À contre-courant / Le productivisme forestier
dans l’hebdo N° 1140 Acheter ce numéro
On connaît le libéral-productivisme agricole, ses stratégies liées de production intensive, de libre-échange et de spéculation financière, et ses dégâts humains, sociaux et environnementaux.
On connaît moins le libéral-productivisme forestier. Il ne se limite pas à la déforestation à grande échelle des pays du Sud. Il a commencé à faire des ravages chez nous, sous couvert de… développement durable ! Certes, il est en principe « écologique » d’utiliser plus largement le bois pour la construction et pour le chauffage. C’est une ressource qui peut se renouveler, à certaines conditions. Mais lorsque cela aiguise des appétits privés en quête de rendements avant tout, la « gestion durable » des forêts, de leurs innombrables fonctions, de leur écosystème complexe et de leur « résilience » est menacée. On peut épuiser des forêts comme on peut épuiser des sols… ou des travailleurs.
À la suite du « Grenelle des dupes », un protocole de développement durable des forêts avait été signé entre propriétaires publics et privés, gestionnaires, et France Nature environnement. Un certain nombre de partenaires nationaux n’en ont manifestement retenu qu’une piste : produire du bois. Au nom, bien entendu, de l’environnement. Cette marchandisation productive et cette exploitation excessive, non durables, s’inscrivent dans un processus de privatisation rampante de l’Office national des forêts (ONF), dont les effectifs sont passés de 15 800 agents en 1985 à 10 000 aujourd’hui. L’ONF vit essentiellement de la vente des bois des forêts publiques, soit près de 40 % des bois mis en marché en France.
+++
CONSIGNES:
a) Répondez à ces questions sur l'article consacré au productivisme forestier :
(i) Avec quelle organisation les propriétaires publics et privés et les gestionnaires ont-ils signé le protocole de développement durable des forêts ?
(ii) Combien d'agents l'Office national des forêts comptait-il en 1985 ?
(iii) Quelle part des bois mis en marché en France représente la vente des bois des forêts publiques ?
b) Reprenez à l'identique le passage de l'article sur le productivisme forestier qui va de « On connaît moins » jusqu'à « ou des travailleurs. ».
c) Donnez la suite de l'article sur le productivisme forestier à partir de sa dernière phrase.
La liste qui suit constitue un matériau distinct du texte.
+++
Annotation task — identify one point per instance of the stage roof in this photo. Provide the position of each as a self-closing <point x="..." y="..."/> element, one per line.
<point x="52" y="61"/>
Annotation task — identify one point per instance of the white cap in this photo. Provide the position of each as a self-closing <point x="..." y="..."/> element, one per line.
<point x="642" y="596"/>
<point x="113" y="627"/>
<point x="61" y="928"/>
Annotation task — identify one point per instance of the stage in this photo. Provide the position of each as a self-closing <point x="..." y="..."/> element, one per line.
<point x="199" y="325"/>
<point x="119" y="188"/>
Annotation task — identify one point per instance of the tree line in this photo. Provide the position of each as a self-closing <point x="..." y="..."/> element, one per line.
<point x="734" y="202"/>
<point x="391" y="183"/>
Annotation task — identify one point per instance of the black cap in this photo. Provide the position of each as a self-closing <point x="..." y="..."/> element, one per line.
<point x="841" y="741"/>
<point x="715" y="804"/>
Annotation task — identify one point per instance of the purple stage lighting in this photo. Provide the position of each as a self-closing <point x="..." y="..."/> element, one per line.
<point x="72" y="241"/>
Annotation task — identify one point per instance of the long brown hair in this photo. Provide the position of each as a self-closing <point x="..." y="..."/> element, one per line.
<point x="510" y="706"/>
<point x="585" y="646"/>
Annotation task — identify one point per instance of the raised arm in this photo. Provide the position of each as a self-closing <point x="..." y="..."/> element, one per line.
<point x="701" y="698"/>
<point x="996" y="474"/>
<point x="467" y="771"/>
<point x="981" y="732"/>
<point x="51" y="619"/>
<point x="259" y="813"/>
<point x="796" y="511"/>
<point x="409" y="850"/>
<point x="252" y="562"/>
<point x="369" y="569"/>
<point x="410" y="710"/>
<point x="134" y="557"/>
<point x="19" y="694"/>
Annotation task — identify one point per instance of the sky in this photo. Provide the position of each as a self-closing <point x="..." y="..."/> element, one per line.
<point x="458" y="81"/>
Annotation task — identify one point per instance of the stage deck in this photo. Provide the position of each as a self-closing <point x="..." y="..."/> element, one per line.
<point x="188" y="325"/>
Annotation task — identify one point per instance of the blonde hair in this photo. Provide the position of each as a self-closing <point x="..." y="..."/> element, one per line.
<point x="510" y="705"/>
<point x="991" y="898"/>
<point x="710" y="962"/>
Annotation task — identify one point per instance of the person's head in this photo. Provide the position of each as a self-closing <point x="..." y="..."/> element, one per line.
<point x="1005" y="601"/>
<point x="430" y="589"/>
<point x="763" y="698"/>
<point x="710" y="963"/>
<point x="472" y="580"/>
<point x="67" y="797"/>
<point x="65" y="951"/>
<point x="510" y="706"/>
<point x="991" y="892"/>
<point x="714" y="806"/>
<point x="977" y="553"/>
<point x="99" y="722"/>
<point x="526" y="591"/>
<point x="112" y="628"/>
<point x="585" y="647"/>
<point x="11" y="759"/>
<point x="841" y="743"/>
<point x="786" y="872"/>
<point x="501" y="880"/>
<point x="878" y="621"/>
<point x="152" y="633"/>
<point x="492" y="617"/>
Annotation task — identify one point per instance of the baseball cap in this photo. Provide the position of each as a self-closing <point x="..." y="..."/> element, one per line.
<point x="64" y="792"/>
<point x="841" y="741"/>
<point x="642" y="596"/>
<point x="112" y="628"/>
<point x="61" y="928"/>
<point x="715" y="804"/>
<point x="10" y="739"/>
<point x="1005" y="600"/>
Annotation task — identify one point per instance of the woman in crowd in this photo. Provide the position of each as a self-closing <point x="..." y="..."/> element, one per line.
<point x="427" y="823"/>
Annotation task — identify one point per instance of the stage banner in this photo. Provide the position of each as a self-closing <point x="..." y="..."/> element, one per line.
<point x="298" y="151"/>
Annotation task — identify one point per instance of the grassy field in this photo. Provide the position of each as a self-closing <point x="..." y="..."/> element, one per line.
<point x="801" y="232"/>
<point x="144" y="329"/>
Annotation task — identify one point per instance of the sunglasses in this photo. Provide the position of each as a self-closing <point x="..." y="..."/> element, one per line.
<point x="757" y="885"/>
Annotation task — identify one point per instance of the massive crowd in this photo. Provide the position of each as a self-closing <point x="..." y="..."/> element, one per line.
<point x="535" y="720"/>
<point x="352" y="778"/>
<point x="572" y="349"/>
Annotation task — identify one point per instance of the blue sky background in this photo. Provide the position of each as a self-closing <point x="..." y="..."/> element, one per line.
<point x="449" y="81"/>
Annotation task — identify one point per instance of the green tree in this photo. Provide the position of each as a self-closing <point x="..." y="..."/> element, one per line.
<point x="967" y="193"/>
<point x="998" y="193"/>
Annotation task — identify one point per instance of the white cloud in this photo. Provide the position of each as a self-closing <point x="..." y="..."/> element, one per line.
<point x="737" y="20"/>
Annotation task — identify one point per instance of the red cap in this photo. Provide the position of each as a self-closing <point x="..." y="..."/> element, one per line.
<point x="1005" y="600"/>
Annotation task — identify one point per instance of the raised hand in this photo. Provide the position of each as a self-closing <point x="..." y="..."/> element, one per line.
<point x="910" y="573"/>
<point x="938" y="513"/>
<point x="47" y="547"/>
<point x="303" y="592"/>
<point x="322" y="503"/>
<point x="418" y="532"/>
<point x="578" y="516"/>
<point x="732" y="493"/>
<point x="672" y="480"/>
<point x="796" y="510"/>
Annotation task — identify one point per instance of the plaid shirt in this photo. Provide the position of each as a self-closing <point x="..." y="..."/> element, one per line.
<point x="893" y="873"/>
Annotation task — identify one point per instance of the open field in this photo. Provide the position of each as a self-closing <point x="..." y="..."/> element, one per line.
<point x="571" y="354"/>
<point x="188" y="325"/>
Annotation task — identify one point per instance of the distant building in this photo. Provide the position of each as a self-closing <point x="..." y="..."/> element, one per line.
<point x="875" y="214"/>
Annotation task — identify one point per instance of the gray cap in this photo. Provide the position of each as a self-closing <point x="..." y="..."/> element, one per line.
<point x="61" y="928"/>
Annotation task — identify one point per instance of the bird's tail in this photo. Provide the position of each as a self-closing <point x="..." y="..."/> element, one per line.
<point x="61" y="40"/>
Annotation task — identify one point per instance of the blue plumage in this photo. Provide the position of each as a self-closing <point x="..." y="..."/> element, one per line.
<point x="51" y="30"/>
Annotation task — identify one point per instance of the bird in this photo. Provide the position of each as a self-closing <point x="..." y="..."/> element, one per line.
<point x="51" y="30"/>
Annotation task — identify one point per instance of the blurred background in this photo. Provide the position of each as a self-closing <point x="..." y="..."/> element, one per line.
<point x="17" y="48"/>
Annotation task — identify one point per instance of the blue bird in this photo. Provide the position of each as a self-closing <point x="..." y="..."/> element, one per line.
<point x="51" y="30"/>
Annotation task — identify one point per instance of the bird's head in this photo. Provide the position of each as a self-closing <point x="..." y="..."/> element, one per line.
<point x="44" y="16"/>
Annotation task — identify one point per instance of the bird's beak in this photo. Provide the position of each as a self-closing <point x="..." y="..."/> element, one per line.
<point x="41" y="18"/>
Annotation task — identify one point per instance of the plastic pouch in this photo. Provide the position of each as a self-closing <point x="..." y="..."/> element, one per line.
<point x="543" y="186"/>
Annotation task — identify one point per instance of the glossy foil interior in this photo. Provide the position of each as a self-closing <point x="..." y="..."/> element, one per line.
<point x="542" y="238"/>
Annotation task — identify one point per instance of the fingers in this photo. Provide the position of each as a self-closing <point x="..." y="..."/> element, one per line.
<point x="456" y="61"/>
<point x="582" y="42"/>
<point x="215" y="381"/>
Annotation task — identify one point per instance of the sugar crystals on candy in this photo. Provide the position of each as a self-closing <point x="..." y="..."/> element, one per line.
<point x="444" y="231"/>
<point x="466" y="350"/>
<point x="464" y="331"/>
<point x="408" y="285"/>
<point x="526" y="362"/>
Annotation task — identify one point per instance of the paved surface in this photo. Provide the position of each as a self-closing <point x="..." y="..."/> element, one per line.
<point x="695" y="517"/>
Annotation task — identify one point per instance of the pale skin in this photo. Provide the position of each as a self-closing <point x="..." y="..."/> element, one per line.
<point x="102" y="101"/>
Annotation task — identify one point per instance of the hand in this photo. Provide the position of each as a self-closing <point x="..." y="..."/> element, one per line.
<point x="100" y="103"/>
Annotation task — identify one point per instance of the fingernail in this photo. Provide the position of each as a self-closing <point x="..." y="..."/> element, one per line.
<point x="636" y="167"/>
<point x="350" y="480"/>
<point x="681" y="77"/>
+++
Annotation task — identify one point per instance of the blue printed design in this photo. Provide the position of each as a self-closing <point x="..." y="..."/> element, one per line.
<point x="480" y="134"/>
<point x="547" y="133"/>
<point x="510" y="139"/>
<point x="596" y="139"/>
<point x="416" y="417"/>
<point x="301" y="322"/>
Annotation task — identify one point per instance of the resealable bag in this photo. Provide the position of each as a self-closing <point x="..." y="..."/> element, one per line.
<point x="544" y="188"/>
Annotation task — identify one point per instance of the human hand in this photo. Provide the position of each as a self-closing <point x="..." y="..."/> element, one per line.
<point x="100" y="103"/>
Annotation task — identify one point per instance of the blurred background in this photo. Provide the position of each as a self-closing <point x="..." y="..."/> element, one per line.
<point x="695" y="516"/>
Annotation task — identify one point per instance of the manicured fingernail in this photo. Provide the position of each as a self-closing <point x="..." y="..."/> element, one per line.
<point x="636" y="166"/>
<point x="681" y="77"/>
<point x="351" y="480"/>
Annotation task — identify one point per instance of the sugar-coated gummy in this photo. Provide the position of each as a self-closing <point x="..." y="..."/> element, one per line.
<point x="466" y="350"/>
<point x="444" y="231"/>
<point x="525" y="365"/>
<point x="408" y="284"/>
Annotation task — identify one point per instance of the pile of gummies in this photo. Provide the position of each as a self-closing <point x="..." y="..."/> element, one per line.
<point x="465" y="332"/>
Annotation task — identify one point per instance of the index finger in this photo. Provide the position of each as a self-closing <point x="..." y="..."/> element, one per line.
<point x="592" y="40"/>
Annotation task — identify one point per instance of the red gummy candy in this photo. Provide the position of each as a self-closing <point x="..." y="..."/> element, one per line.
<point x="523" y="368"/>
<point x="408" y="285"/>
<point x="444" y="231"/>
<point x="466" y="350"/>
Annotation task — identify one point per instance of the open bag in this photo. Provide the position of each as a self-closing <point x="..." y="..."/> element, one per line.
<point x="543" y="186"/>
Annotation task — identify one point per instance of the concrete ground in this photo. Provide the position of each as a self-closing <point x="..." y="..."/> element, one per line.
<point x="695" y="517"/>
+++
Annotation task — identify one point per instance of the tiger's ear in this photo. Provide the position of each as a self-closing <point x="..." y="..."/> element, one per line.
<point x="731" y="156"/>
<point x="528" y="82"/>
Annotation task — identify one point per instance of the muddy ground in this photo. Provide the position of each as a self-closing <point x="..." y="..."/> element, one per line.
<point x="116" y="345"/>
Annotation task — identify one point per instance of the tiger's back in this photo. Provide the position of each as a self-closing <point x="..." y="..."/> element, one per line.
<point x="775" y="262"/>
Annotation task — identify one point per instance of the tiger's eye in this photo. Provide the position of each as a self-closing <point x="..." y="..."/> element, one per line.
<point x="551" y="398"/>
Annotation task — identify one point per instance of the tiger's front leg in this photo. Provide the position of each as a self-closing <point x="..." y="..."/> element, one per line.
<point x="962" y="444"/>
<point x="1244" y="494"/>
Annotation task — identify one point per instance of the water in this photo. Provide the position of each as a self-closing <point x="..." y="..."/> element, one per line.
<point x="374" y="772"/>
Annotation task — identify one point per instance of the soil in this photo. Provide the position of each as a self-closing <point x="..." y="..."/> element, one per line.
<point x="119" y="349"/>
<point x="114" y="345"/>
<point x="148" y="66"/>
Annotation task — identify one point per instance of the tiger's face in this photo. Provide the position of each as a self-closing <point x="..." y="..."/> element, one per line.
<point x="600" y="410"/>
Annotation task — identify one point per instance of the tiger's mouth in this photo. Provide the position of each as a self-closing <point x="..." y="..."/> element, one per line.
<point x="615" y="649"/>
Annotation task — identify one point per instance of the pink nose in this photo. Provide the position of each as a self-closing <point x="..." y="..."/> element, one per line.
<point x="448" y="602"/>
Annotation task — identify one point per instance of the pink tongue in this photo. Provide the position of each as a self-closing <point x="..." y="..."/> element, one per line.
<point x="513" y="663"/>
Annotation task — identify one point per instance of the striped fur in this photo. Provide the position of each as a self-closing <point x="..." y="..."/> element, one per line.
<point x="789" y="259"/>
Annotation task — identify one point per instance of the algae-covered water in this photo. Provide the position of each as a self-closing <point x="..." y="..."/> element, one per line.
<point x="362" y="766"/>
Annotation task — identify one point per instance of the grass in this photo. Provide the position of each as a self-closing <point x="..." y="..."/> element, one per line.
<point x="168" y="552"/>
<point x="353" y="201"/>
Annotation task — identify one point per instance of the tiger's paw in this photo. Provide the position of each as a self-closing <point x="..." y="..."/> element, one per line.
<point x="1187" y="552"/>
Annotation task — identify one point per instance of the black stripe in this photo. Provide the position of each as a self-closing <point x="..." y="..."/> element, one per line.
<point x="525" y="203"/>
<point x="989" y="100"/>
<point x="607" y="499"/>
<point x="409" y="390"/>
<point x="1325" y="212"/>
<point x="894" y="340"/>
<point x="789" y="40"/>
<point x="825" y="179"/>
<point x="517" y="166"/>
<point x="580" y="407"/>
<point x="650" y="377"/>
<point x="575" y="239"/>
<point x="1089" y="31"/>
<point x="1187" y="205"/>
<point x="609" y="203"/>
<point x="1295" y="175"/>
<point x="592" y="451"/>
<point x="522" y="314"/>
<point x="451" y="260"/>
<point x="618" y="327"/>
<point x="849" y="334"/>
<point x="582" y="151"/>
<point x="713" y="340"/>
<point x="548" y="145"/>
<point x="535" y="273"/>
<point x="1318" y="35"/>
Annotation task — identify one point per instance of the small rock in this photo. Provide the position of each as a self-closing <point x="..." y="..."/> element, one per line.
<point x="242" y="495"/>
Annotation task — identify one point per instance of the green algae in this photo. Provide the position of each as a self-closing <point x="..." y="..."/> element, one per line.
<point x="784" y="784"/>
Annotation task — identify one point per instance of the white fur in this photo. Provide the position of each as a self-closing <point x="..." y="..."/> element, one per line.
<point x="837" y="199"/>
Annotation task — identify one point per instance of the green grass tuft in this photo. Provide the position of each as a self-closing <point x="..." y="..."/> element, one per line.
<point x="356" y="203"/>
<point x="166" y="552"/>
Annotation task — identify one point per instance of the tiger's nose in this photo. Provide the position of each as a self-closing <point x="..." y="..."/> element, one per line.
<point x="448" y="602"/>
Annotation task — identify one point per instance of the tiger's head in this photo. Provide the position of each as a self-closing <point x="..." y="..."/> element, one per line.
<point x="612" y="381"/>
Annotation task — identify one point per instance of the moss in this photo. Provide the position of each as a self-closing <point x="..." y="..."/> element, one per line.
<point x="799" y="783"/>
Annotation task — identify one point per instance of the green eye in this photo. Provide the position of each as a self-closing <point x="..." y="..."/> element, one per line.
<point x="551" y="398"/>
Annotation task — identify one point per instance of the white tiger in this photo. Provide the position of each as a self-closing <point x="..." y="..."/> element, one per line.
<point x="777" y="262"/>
+++
RÉPONSES PAR CONSIGNE:
a)
(i) France Nature environnement.
(ii) 15 800 agents.
(iii) Près de 40 %.

b)
On connaît moins le libéral-productivisme forestier. Il ne se limite pas à la déforestation à grande échelle des pays du Sud. Il a commencé à faire des ravages chez nous, sous couvert de… développement durable ! Certes, il est en principe « écologique » d’utiliser plus largement le bois pour la construction et pour le chauffage. C’est une ressource qui peut se renouveler, à certaines conditions. Mais lorsque cela aiguise des appétits privés en quête de rendements avant tout, la « gestion durable » des forêts, de leurs innombrables fonctions, de leur écosystème complexe et de leur « résilience » est menacée. On peut épuiser des forêts comme on peut épuiser des sols… ou des travailleurs.

c)
Les syndicats ne s’y trompent pas. Produire toujours plus en préservant la biodiversité et les écosystèmes, ça finit par coincer. Ils comparent par ailleurs ce qui se passe à l’ONF avec l’évolution de France Télécom, en termes non seulement d’alignement sur le privé, mais aussi de dégâts humains.
Dix-sept suicides ont été constatés chez les personnels forestiers ces cinq dernières années.
Les collectivités locales ont commencé à dénoncer cette politique où la dégradation du service public, des conditions de travail et du sens même de l’activité se conjugue avec le sacrifice de l’environnement pour mettre les forêts publiques les plus rentables à la merci des intérêts privés. Une « branche » du capitalisme vert…
Car le productivisme est, ici aussi, fondé sur la libéralisation et la privatisation. Le président de la Fédération des communes forestières, Jean-Claude Monin, vient d’adresser une lettre aux parlementaires où il dénonce vigoureusement une note interne du ministère des Finances, visant « une réforme de la politique forestière » .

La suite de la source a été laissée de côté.